[Stored dataset items]

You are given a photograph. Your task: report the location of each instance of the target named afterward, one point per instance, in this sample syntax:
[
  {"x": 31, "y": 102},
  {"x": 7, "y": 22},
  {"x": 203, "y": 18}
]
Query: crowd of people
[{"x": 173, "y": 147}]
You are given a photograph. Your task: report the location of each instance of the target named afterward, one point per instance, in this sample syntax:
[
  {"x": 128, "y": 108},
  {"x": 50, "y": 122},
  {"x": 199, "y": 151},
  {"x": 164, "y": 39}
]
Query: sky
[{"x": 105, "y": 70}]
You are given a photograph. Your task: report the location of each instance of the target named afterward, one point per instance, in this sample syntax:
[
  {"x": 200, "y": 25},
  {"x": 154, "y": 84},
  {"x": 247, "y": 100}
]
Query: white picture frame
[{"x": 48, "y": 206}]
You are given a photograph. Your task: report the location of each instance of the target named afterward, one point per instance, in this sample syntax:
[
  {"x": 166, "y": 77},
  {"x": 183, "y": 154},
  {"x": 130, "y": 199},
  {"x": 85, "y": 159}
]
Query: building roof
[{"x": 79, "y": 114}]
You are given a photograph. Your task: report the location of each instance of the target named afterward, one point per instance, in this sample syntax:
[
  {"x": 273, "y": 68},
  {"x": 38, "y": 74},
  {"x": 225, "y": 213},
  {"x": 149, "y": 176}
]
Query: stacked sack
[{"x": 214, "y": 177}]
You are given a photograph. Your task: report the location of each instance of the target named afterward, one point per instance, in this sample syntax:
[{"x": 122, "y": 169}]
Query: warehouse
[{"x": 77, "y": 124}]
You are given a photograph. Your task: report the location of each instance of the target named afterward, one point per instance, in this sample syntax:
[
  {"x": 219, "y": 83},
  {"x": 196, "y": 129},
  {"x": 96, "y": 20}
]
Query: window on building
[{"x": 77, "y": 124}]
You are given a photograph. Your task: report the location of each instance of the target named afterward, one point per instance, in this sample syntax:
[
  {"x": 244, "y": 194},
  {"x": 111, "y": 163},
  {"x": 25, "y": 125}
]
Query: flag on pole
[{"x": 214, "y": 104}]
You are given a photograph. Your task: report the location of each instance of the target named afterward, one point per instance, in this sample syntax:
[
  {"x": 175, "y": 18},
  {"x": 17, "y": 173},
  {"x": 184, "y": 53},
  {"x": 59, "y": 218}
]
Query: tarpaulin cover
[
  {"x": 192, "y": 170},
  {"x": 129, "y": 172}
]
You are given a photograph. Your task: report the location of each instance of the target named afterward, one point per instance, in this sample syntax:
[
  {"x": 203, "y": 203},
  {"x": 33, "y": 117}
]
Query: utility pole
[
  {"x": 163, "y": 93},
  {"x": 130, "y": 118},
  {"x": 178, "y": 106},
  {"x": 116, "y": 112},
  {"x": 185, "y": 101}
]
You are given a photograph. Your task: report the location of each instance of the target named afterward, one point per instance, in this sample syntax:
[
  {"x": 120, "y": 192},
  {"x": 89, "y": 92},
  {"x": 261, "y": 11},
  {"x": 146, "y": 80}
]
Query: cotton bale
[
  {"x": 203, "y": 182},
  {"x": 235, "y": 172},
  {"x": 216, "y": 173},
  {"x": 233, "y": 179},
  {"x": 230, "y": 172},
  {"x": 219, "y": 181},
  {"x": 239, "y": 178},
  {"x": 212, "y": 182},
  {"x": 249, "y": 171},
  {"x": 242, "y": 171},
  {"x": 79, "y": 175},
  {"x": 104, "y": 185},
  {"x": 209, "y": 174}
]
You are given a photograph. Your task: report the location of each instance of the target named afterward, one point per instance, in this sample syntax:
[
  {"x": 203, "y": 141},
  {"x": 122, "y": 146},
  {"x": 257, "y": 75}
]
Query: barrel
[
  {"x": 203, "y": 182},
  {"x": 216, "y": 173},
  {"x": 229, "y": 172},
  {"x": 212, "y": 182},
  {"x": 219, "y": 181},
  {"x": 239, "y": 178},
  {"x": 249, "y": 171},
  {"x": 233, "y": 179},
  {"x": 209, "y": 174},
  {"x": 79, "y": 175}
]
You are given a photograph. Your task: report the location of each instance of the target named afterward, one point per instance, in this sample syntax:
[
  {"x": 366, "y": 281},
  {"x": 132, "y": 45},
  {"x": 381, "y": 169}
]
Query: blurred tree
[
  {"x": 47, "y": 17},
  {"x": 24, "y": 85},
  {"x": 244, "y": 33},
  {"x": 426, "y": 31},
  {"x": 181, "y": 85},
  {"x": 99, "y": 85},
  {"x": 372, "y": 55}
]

WORK INSTRUCTION> Each record should be given again exactly as it reads.

RESPONSE TO THIS EXERCISE>
You are given a photograph. Your task: report the location of each instance of the target named afterward, one point per instance, in this sample syntax:
[
  {"x": 31, "y": 102},
  {"x": 7, "y": 22},
  {"x": 203, "y": 18}
]
Query: crowd of people
[{"x": 173, "y": 147}]
You are given a photograph. Your task: report the location of each instance of the target named afterward, one point per instance, in this sample syntax:
[
  {"x": 128, "y": 108},
  {"x": 50, "y": 122},
  {"x": 199, "y": 151},
  {"x": 164, "y": 39}
]
Query: sky
[{"x": 105, "y": 70}]
You are given a photograph. Your task: report the location of each instance of the target named afterward, one point per instance, in this sample syntax:
[
  {"x": 200, "y": 25},
  {"x": 154, "y": 84},
  {"x": 247, "y": 100}
]
Query: white picture frame
[{"x": 48, "y": 206}]
You are given a photograph. Your task: report the location of each instance of the target named afterward, one point per instance, in this sample syntax:
[
  {"x": 166, "y": 77},
  {"x": 183, "y": 154},
  {"x": 130, "y": 199},
  {"x": 85, "y": 159}
]
Query: building roof
[{"x": 79, "y": 114}]
You are given a photograph. Your task: report the location of each instance of the target named afterward, one point per instance, in this sample syntax:
[
  {"x": 273, "y": 68},
  {"x": 38, "y": 74},
  {"x": 225, "y": 213},
  {"x": 149, "y": 176}
]
Query: stacked sack
[{"x": 214, "y": 177}]
You are given a photograph. Your task: report the location of each instance of the target named afterward, one point per instance, in this sample syntax:
[{"x": 122, "y": 169}]
Query: warehouse
[{"x": 77, "y": 124}]
You are given a photograph. Your task: report the location of each instance of the target named afterward, one point per instance, in this sample syntax:
[
  {"x": 219, "y": 83},
  {"x": 196, "y": 129},
  {"x": 96, "y": 20}
]
Query: window on building
[{"x": 77, "y": 124}]
You are given a photograph. Your task: report the location of each instance of the target named afterward, one point per instance, in this sample syntax:
[
  {"x": 244, "y": 194},
  {"x": 111, "y": 163},
  {"x": 25, "y": 125}
]
Query: flag on pole
[{"x": 214, "y": 104}]
You are given a photograph. Your task: report the location of each instance of the target named afterward, one point per instance, in this sample syntax:
[
  {"x": 175, "y": 18},
  {"x": 17, "y": 173},
  {"x": 184, "y": 53},
  {"x": 59, "y": 218}
]
Query: tarpaulin cover
[
  {"x": 192, "y": 170},
  {"x": 129, "y": 172}
]
You are given a photograph. Your task: report the location of each instance of the target named afterward, one point per instance, in this sample syntax:
[
  {"x": 203, "y": 203},
  {"x": 33, "y": 117}
]
Query: utility pole
[
  {"x": 163, "y": 93},
  {"x": 130, "y": 118},
  {"x": 178, "y": 106},
  {"x": 116, "y": 112},
  {"x": 185, "y": 101}
]
You are given a photograph. Your task: report the location of each instance of the target named afterward, one point per instance, in this sample syntax:
[
  {"x": 120, "y": 192},
  {"x": 89, "y": 92},
  {"x": 261, "y": 11},
  {"x": 146, "y": 80}
]
Query: cotton bale
[
  {"x": 203, "y": 182},
  {"x": 235, "y": 172},
  {"x": 216, "y": 173},
  {"x": 233, "y": 179},
  {"x": 230, "y": 172},
  {"x": 219, "y": 181},
  {"x": 239, "y": 178},
  {"x": 212, "y": 182},
  {"x": 249, "y": 171},
  {"x": 242, "y": 171},
  {"x": 79, "y": 175},
  {"x": 104, "y": 185},
  {"x": 209, "y": 174}
]
You are given a photograph. Your task: report the location of each instance of the target named afterward, one point per instance, in this sample syntax:
[
  {"x": 203, "y": 141},
  {"x": 122, "y": 146},
  {"x": 257, "y": 75}
]
Query: barrel
[
  {"x": 203, "y": 182},
  {"x": 216, "y": 173},
  {"x": 229, "y": 172},
  {"x": 212, "y": 182},
  {"x": 219, "y": 181},
  {"x": 239, "y": 178},
  {"x": 249, "y": 171},
  {"x": 233, "y": 179},
  {"x": 209, "y": 174},
  {"x": 79, "y": 175}
]
You are given a photograph. Your task: report the location of each instance of the target named afterward, one point per instance, in this sample syntax:
[
  {"x": 366, "y": 281},
  {"x": 132, "y": 45},
  {"x": 381, "y": 169}
]
Query: blurred tree
[
  {"x": 47, "y": 17},
  {"x": 24, "y": 85},
  {"x": 244, "y": 33},
  {"x": 426, "y": 31},
  {"x": 181, "y": 85},
  {"x": 99, "y": 85},
  {"x": 372, "y": 55}
]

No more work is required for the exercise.